**Data section**.
-- start --
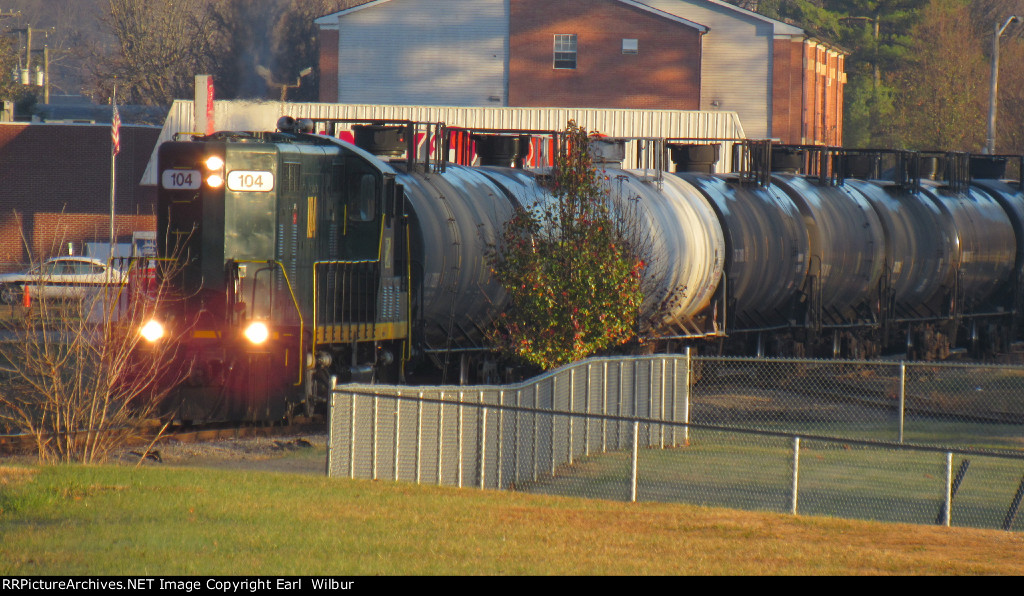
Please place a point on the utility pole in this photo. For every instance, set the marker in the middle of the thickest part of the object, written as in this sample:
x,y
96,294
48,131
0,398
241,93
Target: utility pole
x,y
994,84
26,75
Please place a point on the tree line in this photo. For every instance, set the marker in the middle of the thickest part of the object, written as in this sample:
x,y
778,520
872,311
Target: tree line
x,y
919,70
152,49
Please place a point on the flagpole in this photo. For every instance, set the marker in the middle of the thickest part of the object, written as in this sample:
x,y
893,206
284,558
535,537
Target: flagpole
x,y
115,147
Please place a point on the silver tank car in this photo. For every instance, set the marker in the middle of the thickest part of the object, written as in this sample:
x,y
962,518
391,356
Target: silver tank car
x,y
674,228
766,248
847,242
458,219
985,241
920,243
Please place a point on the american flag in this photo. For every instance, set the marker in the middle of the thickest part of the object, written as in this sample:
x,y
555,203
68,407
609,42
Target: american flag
x,y
116,130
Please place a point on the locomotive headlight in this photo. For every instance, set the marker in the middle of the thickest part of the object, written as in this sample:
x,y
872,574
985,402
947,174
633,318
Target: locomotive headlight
x,y
152,331
257,332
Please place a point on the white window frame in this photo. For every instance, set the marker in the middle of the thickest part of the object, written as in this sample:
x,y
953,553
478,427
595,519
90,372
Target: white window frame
x,y
564,50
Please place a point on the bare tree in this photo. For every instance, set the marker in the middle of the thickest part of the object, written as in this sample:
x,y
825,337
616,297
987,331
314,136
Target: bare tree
x,y
80,377
160,46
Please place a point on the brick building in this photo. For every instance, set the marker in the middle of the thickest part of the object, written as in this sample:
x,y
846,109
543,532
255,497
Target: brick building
x,y
56,187
658,54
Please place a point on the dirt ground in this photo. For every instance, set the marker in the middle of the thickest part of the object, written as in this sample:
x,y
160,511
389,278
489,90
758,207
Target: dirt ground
x,y
299,454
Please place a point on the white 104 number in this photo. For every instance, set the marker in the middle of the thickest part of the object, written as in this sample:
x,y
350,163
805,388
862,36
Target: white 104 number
x,y
250,181
180,179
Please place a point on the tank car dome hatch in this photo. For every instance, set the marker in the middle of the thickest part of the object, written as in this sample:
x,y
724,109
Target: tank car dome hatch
x,y
786,160
607,152
380,139
695,158
932,168
864,166
988,167
286,124
500,150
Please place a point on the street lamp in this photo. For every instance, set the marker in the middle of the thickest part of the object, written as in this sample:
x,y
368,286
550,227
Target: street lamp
x,y
990,141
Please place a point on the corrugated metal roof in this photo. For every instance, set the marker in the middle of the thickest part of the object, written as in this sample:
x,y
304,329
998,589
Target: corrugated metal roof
x,y
233,115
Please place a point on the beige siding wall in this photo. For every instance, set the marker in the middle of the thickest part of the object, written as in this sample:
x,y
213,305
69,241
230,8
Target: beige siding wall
x,y
648,123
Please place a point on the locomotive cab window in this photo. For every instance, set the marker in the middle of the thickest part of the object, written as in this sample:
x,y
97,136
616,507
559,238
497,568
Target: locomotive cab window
x,y
363,198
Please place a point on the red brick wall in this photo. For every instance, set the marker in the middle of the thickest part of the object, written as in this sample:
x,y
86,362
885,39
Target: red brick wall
x,y
823,87
56,187
665,74
787,90
329,66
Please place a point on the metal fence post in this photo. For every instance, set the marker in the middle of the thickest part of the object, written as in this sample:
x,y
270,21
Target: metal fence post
x,y
604,407
397,431
902,398
586,409
459,432
665,363
619,410
330,416
571,408
373,441
483,449
500,458
650,400
537,398
419,438
686,398
947,514
440,438
633,465
796,475
351,438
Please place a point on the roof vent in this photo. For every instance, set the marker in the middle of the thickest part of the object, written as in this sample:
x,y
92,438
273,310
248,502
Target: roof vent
x,y
500,150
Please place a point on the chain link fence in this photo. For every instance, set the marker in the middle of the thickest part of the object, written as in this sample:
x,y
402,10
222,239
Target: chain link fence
x,y
883,441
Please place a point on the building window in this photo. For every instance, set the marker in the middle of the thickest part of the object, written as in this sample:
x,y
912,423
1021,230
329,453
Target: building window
x,y
565,50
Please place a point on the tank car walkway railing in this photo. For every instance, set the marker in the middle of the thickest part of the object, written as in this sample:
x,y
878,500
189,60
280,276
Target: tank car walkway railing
x,y
616,429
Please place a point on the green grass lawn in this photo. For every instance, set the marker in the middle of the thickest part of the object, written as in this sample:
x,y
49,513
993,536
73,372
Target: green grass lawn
x,y
153,520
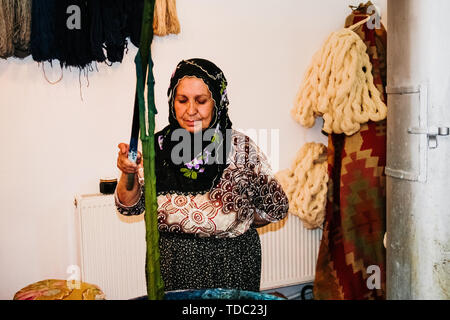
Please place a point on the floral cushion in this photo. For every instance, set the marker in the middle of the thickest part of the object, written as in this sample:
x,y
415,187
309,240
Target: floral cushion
x,y
53,289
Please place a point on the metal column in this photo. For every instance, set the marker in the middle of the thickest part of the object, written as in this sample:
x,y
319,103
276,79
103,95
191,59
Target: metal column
x,y
418,151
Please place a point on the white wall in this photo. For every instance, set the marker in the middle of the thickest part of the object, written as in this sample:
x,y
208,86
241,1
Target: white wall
x,y
55,145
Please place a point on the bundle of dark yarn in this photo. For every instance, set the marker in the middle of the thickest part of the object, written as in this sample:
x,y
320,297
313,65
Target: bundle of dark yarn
x,y
15,28
79,32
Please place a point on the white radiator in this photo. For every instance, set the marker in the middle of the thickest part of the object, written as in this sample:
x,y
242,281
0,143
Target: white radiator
x,y
111,249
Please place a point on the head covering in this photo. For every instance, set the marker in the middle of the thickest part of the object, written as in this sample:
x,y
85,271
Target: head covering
x,y
203,171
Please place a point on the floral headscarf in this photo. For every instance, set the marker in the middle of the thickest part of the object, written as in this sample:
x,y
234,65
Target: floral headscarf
x,y
203,172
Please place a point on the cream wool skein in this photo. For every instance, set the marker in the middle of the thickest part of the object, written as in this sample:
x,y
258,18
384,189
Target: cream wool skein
x,y
305,184
338,86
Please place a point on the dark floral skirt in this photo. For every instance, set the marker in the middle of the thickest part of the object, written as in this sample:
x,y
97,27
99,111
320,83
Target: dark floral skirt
x,y
190,262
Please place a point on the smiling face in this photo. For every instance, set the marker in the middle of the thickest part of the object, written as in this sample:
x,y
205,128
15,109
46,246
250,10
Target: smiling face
x,y
193,104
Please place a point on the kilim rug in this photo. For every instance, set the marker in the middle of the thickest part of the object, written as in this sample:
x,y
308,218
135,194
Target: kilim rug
x,y
355,220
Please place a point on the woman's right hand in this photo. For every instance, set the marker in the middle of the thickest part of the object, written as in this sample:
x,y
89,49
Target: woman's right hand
x,y
124,164
128,197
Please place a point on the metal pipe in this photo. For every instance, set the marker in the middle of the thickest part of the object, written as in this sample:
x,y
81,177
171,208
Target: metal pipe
x,y
418,151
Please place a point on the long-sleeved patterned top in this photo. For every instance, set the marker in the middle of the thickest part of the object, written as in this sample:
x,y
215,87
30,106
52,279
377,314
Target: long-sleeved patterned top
x,y
246,187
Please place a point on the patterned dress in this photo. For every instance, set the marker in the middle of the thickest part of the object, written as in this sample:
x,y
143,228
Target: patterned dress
x,y
209,240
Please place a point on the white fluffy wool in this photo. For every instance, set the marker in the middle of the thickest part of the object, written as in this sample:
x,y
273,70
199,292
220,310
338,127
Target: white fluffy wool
x,y
305,184
338,86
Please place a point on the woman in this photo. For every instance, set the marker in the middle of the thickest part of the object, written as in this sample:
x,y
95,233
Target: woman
x,y
210,204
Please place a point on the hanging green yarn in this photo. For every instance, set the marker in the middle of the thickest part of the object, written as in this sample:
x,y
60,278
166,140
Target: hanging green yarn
x,y
155,285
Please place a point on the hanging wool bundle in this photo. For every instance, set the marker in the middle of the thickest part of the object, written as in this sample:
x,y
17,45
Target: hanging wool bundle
x,y
165,19
74,42
6,28
15,28
22,28
134,11
96,25
339,87
43,31
114,28
305,184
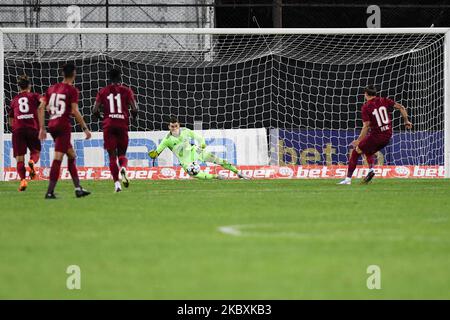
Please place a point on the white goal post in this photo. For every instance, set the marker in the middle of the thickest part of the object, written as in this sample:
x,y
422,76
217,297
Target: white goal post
x,y
303,86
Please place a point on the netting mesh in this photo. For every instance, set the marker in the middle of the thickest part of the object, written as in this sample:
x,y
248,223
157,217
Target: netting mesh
x,y
305,89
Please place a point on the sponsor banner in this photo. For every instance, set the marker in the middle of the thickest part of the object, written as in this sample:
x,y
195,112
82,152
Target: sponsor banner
x,y
237,146
331,147
254,172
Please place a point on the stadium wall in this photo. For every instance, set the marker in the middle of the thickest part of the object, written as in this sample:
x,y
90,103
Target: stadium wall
x,y
248,148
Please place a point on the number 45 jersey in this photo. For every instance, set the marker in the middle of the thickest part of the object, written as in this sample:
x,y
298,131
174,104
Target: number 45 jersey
x,y
115,99
59,98
379,112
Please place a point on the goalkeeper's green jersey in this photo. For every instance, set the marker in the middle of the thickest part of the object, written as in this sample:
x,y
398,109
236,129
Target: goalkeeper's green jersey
x,y
183,146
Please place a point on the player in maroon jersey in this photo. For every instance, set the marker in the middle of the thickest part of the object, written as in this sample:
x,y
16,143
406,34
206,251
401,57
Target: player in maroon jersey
x,y
376,132
113,102
61,101
23,119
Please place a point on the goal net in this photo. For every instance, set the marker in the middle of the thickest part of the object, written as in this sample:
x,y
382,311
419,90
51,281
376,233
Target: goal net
x,y
287,99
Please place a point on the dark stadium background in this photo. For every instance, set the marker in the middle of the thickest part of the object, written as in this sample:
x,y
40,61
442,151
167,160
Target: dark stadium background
x,y
211,98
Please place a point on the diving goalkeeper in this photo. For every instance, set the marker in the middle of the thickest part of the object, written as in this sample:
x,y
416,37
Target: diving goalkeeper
x,y
178,140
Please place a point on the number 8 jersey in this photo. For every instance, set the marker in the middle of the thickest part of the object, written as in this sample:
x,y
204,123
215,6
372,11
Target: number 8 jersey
x,y
24,110
59,98
379,112
115,99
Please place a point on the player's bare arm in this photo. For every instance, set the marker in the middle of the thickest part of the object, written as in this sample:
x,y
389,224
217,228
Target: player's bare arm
x,y
96,109
133,108
41,118
79,118
364,131
404,113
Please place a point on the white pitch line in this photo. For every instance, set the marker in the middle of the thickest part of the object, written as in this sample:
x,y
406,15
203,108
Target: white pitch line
x,y
231,230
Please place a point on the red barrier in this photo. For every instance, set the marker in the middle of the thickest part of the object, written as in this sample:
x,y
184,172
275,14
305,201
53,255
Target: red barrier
x,y
255,172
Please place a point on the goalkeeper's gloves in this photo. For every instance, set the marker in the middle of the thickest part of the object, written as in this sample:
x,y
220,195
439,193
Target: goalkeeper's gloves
x,y
153,154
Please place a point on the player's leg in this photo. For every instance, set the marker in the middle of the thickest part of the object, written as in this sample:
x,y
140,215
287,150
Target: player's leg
x,y
71,165
122,146
370,161
110,145
353,161
209,157
376,144
21,172
34,144
19,150
54,173
114,169
200,175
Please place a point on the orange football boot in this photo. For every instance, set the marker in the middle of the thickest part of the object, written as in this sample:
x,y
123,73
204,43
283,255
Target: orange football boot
x,y
32,172
23,185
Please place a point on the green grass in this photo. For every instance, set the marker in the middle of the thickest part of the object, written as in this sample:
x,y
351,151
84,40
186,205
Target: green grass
x,y
160,240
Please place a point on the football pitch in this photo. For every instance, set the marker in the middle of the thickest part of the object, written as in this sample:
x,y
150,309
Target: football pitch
x,y
260,239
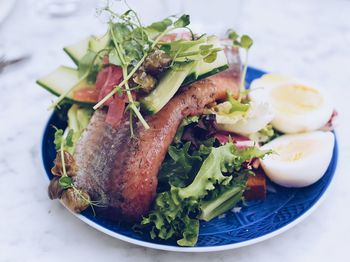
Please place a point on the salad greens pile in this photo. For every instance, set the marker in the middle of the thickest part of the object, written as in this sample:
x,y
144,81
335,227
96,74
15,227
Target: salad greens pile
x,y
200,177
203,183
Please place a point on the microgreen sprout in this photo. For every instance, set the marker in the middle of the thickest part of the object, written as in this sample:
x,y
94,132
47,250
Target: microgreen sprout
x,y
246,43
66,181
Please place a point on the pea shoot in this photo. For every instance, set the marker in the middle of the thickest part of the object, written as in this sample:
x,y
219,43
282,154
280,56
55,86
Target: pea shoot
x,y
246,43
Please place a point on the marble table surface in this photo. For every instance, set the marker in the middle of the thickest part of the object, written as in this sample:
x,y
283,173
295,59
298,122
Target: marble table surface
x,y
307,39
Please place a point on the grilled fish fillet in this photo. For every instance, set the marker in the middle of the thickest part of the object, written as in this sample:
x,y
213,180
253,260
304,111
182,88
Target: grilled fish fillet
x,y
121,172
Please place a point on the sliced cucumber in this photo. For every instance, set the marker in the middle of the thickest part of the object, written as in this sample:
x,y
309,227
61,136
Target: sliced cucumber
x,y
203,69
63,79
78,50
166,88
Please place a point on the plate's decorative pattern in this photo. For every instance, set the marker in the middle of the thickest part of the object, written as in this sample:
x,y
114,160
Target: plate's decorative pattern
x,y
254,219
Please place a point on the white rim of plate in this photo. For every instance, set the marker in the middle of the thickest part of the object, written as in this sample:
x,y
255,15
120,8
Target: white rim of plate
x,y
198,249
6,10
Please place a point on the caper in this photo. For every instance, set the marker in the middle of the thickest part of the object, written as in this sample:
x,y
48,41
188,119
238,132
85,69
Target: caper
x,y
76,200
55,190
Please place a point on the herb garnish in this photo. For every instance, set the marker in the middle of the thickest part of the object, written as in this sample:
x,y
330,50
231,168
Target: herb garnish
x,y
244,42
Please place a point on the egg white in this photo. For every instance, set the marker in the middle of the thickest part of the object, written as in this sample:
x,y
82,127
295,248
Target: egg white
x,y
297,107
298,160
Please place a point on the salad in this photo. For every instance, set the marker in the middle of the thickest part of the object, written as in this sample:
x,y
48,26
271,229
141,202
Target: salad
x,y
162,133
-- end --
**Problem**. Starting with the line containing "Please place a point on the white rim" and continuing through the final line of the rows, give those lines as a Markdown table with the columns Number and Line. Put one line in each entry, numbered in order, and leave out any blank lines.

**Result of this exercise**.
| Number | Line |
|---|---|
| 1 | Please place a point on the white rim of plate in this photo. For every instance, set the marker in the middle of the thickest part of the object, written as in this sample: |
| 2 | x,y |
| 3 | 255,15 |
| 4 | 120,8 |
| 5 | Target: white rim of plate |
| 6 | x,y |
| 7 | 198,249 |
| 8 | 6,10 |
| 9 | Please place a point on the caper in this photo. For every instance, set the marker in the middle of the thickest part of the object, written as in this sample: |
| 10 | x,y |
| 11 | 48,41 |
| 12 | 188,119 |
| 13 | 238,132 |
| 14 | 85,69 |
| 15 | Target: caper |
| 16 | x,y |
| 17 | 76,200 |
| 18 | 55,190 |
| 19 | Please place a point on the herb garnish in this photo. For every instance, set the marker in the middle of the thickest part of the object, written as in this sample: |
| 20 | x,y |
| 21 | 330,50 |
| 22 | 231,168 |
| 23 | Target: herb garnish |
| 24 | x,y |
| 25 | 244,42 |
| 26 | Please place a point on the egg white in this photo. For every instance, set the marker in the middle of the thickest part of the object, written as in this sample: |
| 27 | x,y |
| 28 | 82,127 |
| 29 | 295,248 |
| 30 | Target: egg white |
| 31 | x,y |
| 32 | 297,107 |
| 33 | 298,160 |
| 34 | Please place a point on the salad in this photo. For every instance, set the marker in the middle of the thickest part of the object, written as in this sample: |
| 35 | x,y |
| 36 | 48,26 |
| 37 | 271,229 |
| 38 | 141,202 |
| 39 | Target: salad |
| 40 | x,y |
| 41 | 162,133 |